# [TEXTO EXTRAÍDO]
>>>>>

Thursday, September 29, 2016

BOA NOITE, MÃE!

(Luz... Porto)


Tento dormir. Está difícil. Mais ainda pra você, eu sei. CTIs são um avanço, mas são tão frios... Tem a luz acesa o tempo todo. Como você nos atormentava em criança e na adolescência! Não se podia acender uma luz na casa que a réstia entrava sorrateira e te acordava. Acabamos aprendendo a driblar você.
Vamos conversar? Eu queria te contar uma dessas histórias que você nos contava. Não tenho os livros aqui. Os daí foram devorados pelas traças. Vou te contar o que fiz ontem. Na minha prática energética, surgiu uma meditação conduzida pela orientadora. Tão linda,mãe. Chega perto que eu te acaricio os cabelos até adormecer como eu fazia em criança. Pensei que tivesse esquecido, mas foi só minha mão adentrar seus cabelos que teimam em não embranquecer, que meus dedos redescobriram o caminho. Caminho só possível em suas melenas. Meus dedos ainda conhecem cada onda, cada curva...

<<<<<

# [OBJETIVO A]
Reescreva tudo o que há na listagem desde a linha que contém "For the evaluation set, tag every instance of the crab claw" até a linha que contém "[[1038, 140], [86, 83]]", incluindo essas duas e os pedidos, e desloque em 43 cada número das coordenadas nas respostas.
A listagem que vem depois do texto não tem nenhuma relação com ele.

(Entradas de um conjunto de anotação de pontos)
>>>>>

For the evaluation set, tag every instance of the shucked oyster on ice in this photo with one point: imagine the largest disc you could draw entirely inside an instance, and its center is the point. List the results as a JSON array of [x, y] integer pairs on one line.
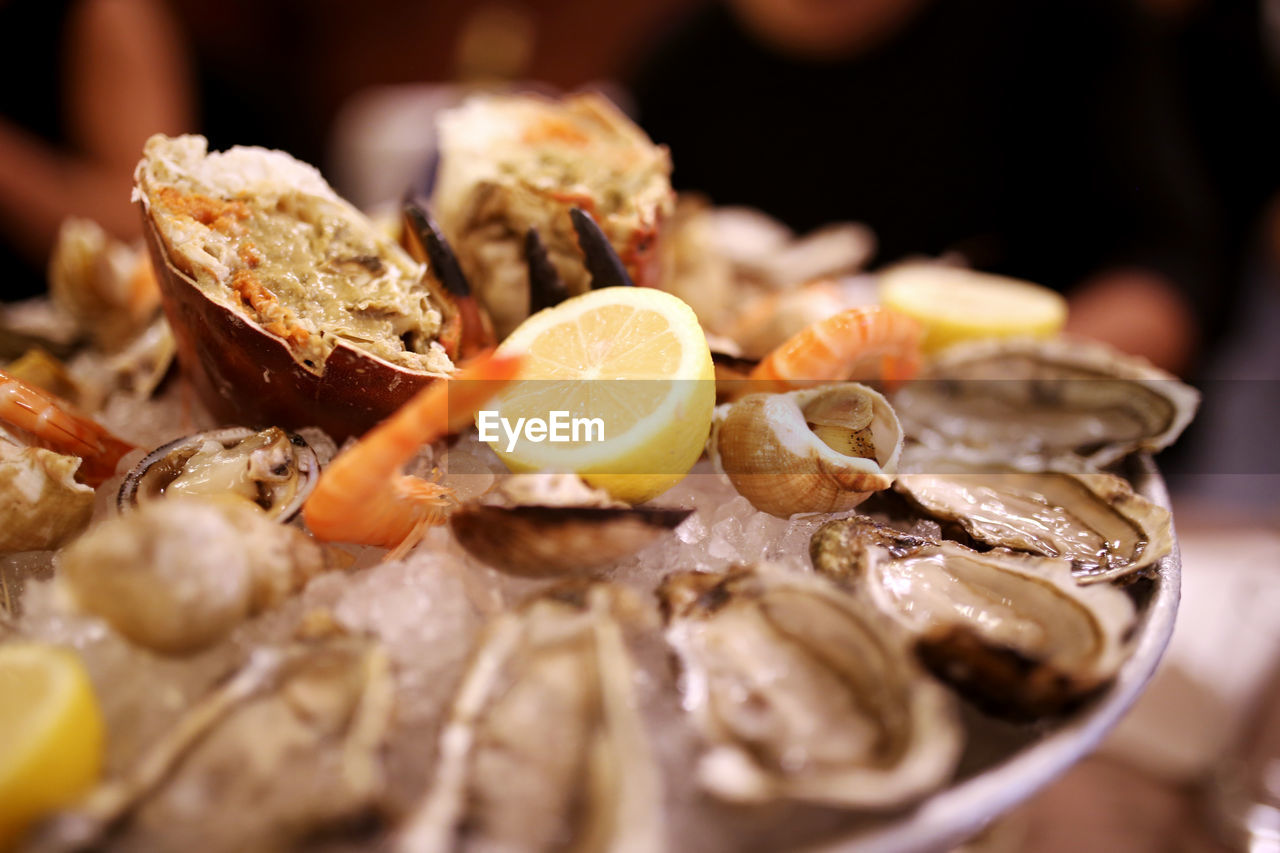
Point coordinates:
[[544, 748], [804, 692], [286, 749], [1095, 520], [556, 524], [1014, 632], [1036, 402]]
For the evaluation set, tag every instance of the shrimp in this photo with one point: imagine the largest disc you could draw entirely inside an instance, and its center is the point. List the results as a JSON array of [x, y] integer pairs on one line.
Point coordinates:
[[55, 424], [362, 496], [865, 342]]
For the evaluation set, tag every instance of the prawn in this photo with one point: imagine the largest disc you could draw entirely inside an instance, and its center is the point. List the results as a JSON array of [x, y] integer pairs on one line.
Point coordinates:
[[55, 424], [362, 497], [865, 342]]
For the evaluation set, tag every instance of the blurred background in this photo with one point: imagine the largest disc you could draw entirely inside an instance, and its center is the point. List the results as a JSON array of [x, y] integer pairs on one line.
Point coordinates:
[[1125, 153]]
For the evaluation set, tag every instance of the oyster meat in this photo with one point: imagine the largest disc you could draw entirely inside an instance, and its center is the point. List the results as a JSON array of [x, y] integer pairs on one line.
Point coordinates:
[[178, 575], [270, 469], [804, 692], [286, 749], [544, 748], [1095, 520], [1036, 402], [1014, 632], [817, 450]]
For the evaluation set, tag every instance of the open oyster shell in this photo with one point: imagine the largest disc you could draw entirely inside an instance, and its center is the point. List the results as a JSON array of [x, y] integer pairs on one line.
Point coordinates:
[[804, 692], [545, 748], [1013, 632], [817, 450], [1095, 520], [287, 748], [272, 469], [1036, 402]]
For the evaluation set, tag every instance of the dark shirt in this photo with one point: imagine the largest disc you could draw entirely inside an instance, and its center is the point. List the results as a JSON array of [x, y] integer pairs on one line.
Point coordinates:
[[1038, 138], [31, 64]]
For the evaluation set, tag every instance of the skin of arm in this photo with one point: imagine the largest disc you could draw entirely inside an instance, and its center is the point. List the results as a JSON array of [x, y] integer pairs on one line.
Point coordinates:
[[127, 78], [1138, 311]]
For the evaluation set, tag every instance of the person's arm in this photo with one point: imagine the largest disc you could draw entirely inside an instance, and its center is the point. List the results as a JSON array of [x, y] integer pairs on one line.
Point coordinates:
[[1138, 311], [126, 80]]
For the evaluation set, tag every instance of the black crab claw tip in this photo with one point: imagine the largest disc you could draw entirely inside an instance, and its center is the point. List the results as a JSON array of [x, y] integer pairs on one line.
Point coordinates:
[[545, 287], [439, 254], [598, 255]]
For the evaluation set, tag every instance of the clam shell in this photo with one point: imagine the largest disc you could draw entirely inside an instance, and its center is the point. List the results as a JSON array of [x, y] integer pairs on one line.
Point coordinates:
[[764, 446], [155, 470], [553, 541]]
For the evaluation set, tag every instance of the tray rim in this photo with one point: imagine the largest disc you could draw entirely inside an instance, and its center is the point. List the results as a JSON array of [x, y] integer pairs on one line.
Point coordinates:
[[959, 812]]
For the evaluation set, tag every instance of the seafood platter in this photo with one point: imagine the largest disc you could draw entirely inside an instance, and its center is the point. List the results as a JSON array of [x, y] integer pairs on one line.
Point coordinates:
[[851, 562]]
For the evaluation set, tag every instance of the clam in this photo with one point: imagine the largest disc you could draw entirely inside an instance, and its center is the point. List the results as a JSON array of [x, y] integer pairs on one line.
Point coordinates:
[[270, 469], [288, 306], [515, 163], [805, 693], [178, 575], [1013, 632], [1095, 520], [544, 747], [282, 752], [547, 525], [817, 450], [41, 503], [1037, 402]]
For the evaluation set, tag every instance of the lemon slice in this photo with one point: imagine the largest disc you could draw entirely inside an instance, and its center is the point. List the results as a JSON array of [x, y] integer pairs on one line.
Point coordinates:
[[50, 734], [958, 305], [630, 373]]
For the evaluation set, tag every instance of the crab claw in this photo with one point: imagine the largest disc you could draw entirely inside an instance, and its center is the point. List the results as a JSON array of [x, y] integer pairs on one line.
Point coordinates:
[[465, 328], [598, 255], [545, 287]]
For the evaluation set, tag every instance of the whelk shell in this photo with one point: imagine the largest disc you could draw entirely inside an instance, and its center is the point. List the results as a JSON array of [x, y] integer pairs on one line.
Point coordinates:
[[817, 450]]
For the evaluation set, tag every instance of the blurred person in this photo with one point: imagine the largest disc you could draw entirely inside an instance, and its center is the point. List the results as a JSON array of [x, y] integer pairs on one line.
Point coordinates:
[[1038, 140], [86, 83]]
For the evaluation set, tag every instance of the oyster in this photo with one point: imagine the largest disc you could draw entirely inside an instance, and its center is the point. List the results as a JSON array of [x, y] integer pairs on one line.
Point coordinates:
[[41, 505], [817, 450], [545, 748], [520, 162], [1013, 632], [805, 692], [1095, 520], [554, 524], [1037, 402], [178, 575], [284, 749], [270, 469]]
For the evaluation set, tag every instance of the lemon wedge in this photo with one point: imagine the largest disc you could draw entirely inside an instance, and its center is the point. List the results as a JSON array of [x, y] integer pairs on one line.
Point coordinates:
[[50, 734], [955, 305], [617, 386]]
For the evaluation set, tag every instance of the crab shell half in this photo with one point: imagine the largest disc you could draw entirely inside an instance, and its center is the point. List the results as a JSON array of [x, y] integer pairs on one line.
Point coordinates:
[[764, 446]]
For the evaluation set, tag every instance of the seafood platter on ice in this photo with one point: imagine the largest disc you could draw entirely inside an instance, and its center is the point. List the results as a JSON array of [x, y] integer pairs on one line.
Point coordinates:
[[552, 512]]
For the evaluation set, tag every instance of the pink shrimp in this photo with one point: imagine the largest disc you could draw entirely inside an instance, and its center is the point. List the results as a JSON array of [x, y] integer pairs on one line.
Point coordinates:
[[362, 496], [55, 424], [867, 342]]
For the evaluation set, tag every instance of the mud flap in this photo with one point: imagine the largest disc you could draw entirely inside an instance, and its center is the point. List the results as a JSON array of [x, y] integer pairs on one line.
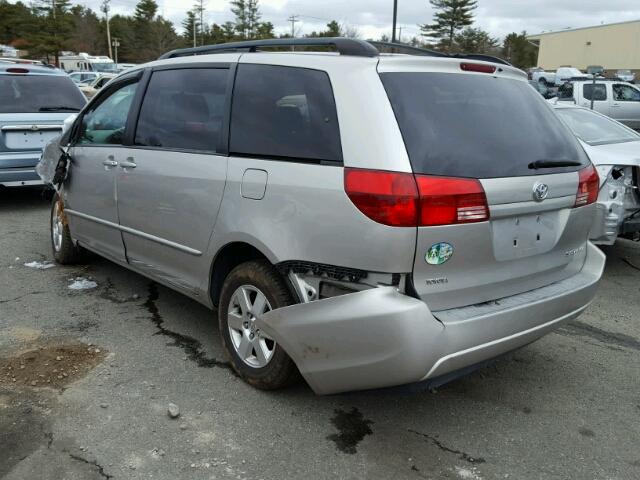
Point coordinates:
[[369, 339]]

<<<<<

# [OBJETIVO B]
Traduza para o inglês esta frase do texto: "Pensei que tivesse esquecido, mas foi só minha mão adentrar seus cabelos que teimam em não embranquecer, que meus dedos redescobriram o caminho."

# [RESPOSTA COMPLETA A]
For the evaluation set, tag every instance of the crab claw in this photo with one point: imagine the largest disc you could draw entirely inside an instance, and its center is the point. List the results as a JSON array of [x, y] integer pairs on one line.
Point coordinates:
[[508, 371], [641, 298], [588, 330]]
For the evaluation set, tag every instance of the whelk shell in this photo with one point: imagine the largest disc you could draw entirely inside an instance, and its center is the point. List the results as a JSON array of [x, y] integer pairs on one line.
Point coordinates:
[[860, 493]]
For the evaluation set, tag every instance of the blurred person in this photo with one point: imagine the largest disc you could draw entirely inside an instance, and its center is the point. List the results as a JSON array of [x, y] integer pairs on one line.
Point coordinates:
[[1081, 183], [129, 126]]

# [RESPOSTA COMPLETA B]
I thought I had forgotten, but as soon as my hand slipped into your hair, which stubbornly refuses to turn white, my fingers rediscovered the way.